[Task prompt] Reproduce verbatim the stretch of data below from the line containing "Annotation task — tag the sunlit" through the line containing "[(160, 89)]", including both of those lines.

----------

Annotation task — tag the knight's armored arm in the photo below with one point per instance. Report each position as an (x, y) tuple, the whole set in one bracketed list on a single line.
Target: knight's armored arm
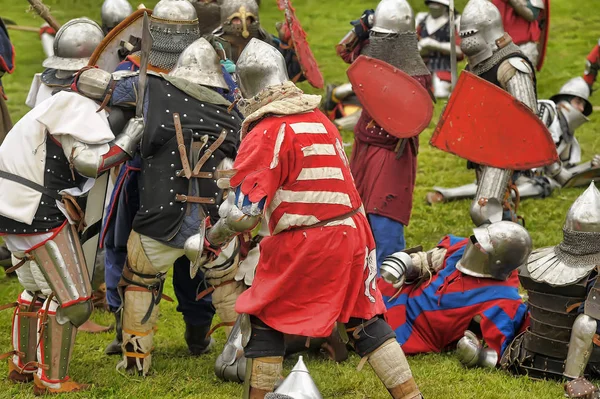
[(401, 267), (237, 215), (89, 160), (517, 77), (471, 353), (527, 9)]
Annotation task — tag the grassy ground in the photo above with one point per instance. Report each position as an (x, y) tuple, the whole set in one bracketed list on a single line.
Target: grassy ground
[(439, 376)]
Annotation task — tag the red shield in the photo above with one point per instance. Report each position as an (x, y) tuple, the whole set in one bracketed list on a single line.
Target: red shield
[(307, 60), (396, 101), (544, 21), (488, 126)]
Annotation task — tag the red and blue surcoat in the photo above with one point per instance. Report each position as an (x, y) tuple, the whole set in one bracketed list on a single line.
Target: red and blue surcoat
[(433, 316)]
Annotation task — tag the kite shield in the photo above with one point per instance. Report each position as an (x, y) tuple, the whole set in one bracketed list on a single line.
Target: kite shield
[(306, 58), (122, 37), (488, 126), (396, 101)]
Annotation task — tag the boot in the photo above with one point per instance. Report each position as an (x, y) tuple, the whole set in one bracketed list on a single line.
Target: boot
[(16, 375), (114, 348), (40, 389), (196, 339)]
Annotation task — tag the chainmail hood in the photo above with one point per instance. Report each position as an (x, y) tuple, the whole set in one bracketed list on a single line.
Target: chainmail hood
[(399, 50), (491, 62)]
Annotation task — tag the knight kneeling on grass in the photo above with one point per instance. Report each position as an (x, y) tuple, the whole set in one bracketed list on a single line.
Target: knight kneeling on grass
[(292, 171)]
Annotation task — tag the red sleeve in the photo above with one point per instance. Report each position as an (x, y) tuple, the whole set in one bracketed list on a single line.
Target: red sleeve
[(263, 161)]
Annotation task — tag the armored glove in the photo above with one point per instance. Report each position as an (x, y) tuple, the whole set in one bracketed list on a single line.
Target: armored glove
[(363, 25), (471, 353)]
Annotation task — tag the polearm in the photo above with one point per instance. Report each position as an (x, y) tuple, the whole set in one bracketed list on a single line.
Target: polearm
[(44, 12), (453, 66)]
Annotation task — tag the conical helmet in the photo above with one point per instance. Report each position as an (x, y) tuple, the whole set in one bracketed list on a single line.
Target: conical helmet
[(260, 66), (297, 385), (393, 16), (480, 27), (113, 12), (199, 63), (579, 252), (74, 44)]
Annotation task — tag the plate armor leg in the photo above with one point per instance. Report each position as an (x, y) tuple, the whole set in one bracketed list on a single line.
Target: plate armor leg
[(55, 348), (24, 332), (220, 274), (142, 284), (231, 363), (580, 346)]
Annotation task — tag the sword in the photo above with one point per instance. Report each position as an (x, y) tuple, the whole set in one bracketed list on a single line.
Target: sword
[(144, 59), (44, 12), (453, 66)]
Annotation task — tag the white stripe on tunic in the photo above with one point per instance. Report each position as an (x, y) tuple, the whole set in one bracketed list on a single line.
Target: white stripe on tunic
[(320, 173), (319, 149), (308, 128)]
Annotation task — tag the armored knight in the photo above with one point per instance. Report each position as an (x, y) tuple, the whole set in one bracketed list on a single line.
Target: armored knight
[(239, 25), (563, 113), (592, 65), (386, 190), (433, 29), (493, 56), (172, 21), (285, 143), (460, 283), (74, 44), (521, 20), (190, 136), (113, 12), (47, 163), (562, 288)]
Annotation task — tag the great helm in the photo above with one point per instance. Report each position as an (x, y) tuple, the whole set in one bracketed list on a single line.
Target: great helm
[(393, 16), (579, 251), (235, 15), (199, 63), (480, 28), (260, 66), (174, 26), (576, 87), (495, 250), (74, 43), (113, 12)]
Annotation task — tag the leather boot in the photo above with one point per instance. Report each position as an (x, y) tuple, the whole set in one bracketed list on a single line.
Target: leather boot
[(114, 348), (196, 339), (15, 375), (40, 389)]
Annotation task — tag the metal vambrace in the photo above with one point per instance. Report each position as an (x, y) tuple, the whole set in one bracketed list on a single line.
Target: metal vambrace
[(580, 346), (557, 172), (234, 223), (516, 77), (489, 198), (89, 163), (522, 8)]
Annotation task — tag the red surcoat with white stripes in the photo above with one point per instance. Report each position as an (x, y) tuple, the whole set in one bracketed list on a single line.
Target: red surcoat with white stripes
[(298, 163)]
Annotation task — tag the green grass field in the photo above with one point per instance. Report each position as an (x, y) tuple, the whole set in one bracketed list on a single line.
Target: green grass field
[(176, 374)]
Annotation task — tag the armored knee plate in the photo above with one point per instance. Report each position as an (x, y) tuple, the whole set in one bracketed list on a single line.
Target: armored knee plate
[(580, 346), (62, 262)]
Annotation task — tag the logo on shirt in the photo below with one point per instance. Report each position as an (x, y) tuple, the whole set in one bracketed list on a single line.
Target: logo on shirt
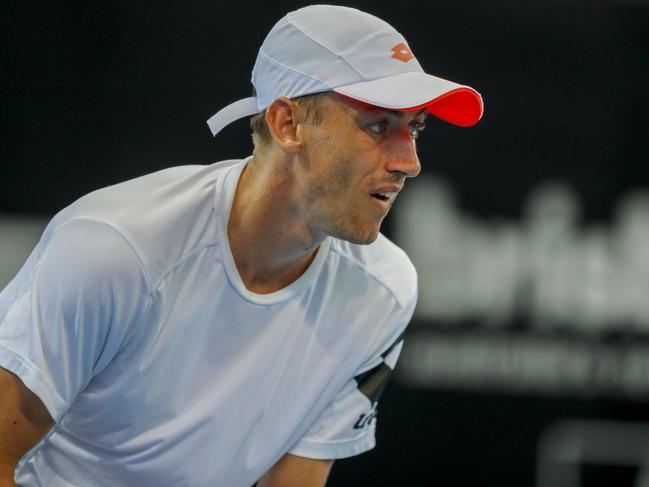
[(364, 420), (402, 52)]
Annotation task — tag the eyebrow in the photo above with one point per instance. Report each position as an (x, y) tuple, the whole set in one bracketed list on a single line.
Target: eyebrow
[(396, 113)]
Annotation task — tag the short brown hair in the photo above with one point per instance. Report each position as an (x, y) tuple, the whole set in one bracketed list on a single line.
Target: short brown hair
[(312, 105)]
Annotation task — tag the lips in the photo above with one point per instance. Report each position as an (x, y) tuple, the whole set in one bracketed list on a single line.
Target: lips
[(386, 194)]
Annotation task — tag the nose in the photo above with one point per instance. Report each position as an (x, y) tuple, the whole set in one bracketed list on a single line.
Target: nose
[(402, 157)]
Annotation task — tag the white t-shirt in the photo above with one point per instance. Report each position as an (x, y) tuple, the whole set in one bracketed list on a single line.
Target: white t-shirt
[(160, 368)]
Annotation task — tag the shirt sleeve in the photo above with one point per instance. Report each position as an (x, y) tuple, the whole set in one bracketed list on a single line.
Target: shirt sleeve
[(67, 312), (347, 426)]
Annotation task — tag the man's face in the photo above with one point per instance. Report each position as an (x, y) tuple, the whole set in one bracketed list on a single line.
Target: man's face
[(356, 162)]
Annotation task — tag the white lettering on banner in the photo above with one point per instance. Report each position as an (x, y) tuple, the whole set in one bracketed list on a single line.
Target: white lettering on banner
[(524, 364), (545, 268)]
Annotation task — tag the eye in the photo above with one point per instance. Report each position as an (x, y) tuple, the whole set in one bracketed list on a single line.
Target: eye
[(416, 128), (378, 127)]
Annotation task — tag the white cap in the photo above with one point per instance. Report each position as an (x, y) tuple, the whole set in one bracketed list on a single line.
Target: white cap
[(327, 47)]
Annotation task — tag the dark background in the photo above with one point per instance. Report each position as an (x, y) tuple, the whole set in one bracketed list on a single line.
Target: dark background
[(98, 92)]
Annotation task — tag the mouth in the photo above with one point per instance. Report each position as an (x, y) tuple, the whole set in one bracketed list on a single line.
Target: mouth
[(385, 198)]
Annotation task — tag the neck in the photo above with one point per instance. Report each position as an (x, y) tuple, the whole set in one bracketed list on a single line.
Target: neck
[(271, 244)]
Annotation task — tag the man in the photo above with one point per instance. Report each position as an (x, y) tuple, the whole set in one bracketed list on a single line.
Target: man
[(234, 323)]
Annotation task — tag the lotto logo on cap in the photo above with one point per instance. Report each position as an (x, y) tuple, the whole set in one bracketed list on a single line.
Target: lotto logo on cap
[(330, 48)]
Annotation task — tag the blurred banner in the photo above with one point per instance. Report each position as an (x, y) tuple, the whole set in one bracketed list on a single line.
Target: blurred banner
[(527, 362)]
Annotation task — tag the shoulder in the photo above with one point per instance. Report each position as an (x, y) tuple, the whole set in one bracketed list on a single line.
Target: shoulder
[(162, 217), (385, 263)]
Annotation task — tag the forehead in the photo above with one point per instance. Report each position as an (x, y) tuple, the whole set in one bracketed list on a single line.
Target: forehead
[(359, 108)]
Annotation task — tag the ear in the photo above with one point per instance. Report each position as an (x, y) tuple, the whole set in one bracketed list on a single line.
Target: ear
[(284, 118)]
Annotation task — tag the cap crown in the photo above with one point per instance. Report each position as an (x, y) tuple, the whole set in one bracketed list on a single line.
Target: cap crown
[(322, 47)]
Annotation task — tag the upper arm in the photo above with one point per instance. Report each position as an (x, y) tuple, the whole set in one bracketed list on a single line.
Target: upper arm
[(294, 471), (24, 420)]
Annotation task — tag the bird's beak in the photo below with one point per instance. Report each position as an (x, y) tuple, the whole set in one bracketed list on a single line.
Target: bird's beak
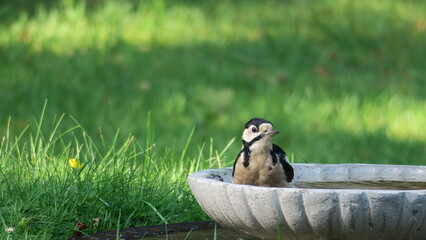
[(271, 133)]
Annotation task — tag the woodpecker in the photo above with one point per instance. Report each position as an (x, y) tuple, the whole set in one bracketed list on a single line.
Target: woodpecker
[(260, 162)]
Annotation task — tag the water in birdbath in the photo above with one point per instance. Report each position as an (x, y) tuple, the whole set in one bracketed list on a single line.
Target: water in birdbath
[(377, 185)]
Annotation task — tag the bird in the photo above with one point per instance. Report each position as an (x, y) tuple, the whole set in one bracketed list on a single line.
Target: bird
[(260, 162)]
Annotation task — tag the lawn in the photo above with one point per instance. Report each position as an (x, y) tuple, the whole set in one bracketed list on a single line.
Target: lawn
[(142, 93)]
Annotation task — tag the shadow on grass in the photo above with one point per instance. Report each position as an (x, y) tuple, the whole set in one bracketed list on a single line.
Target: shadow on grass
[(217, 87)]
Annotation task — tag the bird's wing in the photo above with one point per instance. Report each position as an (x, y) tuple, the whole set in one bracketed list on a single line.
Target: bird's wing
[(235, 163), (288, 169)]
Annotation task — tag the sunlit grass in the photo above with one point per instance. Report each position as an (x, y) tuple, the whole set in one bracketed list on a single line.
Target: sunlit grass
[(160, 89)]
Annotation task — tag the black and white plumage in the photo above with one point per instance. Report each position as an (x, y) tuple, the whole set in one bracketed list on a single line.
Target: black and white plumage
[(260, 162)]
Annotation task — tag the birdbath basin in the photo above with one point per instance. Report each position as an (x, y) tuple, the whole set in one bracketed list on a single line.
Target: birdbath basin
[(330, 201)]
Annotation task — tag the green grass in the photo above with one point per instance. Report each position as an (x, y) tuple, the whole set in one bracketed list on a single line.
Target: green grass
[(128, 85)]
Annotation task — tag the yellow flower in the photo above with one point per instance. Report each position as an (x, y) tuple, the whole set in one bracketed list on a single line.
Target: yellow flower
[(74, 163)]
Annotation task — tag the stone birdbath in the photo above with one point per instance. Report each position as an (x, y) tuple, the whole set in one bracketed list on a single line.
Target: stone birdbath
[(329, 201)]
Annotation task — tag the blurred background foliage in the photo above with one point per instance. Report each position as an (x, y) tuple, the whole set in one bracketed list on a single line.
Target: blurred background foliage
[(344, 81)]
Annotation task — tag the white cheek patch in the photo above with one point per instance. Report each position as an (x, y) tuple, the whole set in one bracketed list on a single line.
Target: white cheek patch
[(248, 135), (265, 126)]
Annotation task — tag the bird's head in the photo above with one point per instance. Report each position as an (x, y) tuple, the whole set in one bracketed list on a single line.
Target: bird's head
[(258, 130)]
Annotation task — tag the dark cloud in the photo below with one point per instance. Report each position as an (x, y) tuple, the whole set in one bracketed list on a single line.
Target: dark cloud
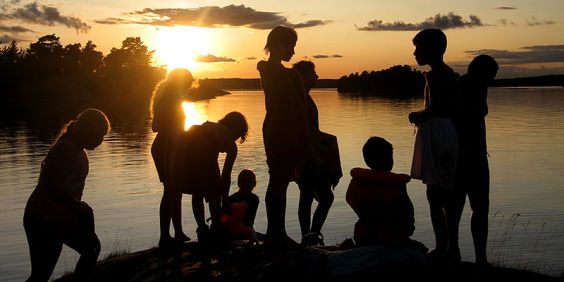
[(326, 56), (209, 16), (534, 22), (44, 15), (438, 21), (505, 22), (530, 55), (509, 71), (6, 39), (14, 29), (209, 58)]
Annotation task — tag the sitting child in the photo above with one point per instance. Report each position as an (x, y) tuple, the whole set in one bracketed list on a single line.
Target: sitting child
[(379, 198), (244, 204)]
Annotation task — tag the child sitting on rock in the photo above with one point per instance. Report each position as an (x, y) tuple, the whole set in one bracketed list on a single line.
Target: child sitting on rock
[(379, 198), (244, 204)]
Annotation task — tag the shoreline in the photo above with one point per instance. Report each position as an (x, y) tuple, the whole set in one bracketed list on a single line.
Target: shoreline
[(243, 261)]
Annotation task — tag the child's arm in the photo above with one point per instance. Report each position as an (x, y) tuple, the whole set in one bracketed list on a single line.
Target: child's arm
[(226, 173), (58, 164)]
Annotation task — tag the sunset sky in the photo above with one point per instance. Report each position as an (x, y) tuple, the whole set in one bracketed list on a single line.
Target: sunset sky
[(225, 39)]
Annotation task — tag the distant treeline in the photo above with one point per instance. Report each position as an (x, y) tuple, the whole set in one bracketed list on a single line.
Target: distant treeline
[(397, 81), (51, 83), (545, 80), (254, 83), (54, 82)]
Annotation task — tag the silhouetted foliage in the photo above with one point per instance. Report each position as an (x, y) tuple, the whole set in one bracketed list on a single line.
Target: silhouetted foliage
[(50, 82), (397, 81)]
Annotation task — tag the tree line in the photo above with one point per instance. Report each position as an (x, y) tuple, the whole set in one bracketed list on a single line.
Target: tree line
[(55, 82), (396, 81)]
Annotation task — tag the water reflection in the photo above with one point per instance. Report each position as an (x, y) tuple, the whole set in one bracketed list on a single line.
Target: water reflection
[(193, 114)]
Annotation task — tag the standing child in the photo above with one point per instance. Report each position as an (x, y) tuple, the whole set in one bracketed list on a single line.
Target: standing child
[(284, 129), (168, 122), (473, 174), (379, 198), (55, 213), (195, 169), (244, 204), (436, 144), (322, 170)]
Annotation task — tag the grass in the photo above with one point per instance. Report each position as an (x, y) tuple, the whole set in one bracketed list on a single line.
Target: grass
[(522, 243)]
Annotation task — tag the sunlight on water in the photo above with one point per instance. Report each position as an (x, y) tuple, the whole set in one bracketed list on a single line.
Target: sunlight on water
[(193, 115), (525, 138)]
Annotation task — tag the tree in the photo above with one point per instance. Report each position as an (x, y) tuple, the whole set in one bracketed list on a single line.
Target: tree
[(92, 60), (132, 55)]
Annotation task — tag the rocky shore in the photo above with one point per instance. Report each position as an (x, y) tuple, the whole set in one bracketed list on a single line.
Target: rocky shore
[(244, 261)]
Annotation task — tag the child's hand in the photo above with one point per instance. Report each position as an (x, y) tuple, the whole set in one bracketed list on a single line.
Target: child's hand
[(226, 207), (414, 117), (84, 209)]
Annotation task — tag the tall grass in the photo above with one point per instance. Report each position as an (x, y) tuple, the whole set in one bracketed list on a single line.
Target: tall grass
[(522, 243)]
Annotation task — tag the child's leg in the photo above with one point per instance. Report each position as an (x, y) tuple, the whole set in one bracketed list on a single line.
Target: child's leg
[(435, 197), (275, 201), (83, 239), (198, 210), (304, 208), (165, 214), (44, 251), (325, 201), (215, 210)]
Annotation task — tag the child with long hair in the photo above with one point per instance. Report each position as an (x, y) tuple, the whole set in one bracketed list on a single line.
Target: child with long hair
[(55, 213)]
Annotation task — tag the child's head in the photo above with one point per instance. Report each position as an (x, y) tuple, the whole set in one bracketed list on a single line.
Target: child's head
[(170, 90), (246, 180), (89, 128), (307, 71), (237, 125), (281, 42), (484, 67), (430, 46), (378, 154)]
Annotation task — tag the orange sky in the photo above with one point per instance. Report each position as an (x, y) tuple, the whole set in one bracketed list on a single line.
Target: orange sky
[(526, 37)]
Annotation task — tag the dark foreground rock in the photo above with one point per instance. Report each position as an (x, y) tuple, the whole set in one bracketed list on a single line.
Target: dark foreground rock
[(259, 262)]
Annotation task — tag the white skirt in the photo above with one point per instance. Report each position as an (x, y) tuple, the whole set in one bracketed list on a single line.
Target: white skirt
[(435, 153)]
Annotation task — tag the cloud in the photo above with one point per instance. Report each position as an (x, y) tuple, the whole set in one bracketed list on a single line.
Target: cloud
[(14, 29), (438, 21), (530, 55), (326, 56), (43, 15), (209, 58), (209, 16), (534, 22), (6, 39), (505, 22)]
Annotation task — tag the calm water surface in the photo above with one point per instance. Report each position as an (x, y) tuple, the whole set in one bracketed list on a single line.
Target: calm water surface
[(526, 145)]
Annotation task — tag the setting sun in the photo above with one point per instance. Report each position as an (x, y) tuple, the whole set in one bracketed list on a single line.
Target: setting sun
[(178, 47)]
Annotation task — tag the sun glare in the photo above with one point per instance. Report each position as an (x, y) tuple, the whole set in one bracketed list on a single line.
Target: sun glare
[(192, 115), (178, 47)]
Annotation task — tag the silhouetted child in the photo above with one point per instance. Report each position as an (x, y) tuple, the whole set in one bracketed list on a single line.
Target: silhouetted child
[(436, 144), (55, 213), (244, 204), (168, 122), (284, 129), (195, 168), (379, 198), (473, 174), (322, 170)]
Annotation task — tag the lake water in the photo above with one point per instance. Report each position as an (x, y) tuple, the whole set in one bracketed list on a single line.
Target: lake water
[(526, 145)]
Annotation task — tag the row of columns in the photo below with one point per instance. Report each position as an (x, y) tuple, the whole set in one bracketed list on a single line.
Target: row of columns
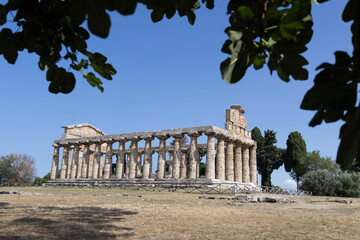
[(233, 160)]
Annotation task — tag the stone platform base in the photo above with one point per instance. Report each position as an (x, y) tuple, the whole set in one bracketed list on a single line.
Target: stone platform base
[(155, 183)]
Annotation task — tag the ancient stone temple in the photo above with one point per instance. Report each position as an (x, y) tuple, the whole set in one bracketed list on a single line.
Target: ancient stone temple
[(89, 154)]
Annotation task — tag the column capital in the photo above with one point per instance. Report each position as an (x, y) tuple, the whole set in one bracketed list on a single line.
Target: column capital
[(109, 141), (56, 145), (177, 135), (194, 134), (148, 137), (162, 136), (134, 139), (120, 139), (210, 133)]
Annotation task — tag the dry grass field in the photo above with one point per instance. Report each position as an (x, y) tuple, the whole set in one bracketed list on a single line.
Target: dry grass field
[(84, 213)]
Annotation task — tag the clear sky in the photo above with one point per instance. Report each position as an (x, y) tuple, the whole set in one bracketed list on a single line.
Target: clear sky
[(168, 77)]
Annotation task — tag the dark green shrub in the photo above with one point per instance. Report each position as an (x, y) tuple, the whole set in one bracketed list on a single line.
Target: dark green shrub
[(348, 185), (38, 181), (319, 182)]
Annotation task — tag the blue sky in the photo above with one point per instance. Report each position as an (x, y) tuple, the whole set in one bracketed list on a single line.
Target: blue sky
[(168, 77)]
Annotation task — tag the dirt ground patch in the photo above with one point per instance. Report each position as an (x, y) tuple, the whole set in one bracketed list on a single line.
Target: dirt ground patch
[(85, 213)]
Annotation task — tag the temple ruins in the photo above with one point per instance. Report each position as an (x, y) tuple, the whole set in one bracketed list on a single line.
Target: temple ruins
[(87, 154)]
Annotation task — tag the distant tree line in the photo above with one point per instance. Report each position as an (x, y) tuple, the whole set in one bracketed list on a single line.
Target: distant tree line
[(17, 169), (311, 171)]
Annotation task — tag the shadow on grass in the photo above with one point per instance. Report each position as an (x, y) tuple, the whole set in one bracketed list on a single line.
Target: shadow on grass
[(68, 223)]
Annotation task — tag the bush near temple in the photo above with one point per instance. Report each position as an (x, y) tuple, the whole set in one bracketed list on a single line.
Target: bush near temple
[(324, 183), (17, 169)]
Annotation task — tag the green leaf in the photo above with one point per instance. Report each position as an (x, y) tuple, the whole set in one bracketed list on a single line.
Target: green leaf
[(61, 81), (94, 81), (289, 30), (259, 62), (349, 12), (98, 63), (234, 69), (246, 14)]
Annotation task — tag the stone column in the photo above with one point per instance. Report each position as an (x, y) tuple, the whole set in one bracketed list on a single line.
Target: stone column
[(193, 155), (246, 169), (86, 157), (133, 158), (147, 157), (229, 161), (97, 157), (238, 163), (120, 160), (68, 164), (161, 156), (171, 158), (64, 162), (183, 164), (55, 162), (177, 156), (253, 165), (197, 162), (127, 165), (139, 164), (78, 174), (90, 164), (108, 160), (101, 167), (210, 157), (75, 162), (220, 159)]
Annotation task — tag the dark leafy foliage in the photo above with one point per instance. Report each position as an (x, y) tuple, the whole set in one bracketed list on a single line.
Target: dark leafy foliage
[(38, 181), (17, 169), (52, 29), (319, 182), (268, 31)]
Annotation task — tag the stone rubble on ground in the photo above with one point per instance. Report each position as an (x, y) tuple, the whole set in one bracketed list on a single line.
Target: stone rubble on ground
[(249, 198), (346, 201)]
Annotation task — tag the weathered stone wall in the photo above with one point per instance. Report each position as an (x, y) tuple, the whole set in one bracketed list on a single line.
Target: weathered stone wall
[(81, 130)]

----------

[Answer to this task]
Annotation task — tag the sunlit grass in the photo above with one point per instance. Report each position as an (x, y) tuple, the whole set in one bracketed list on a single line.
Target: sunlit grass
[(160, 89)]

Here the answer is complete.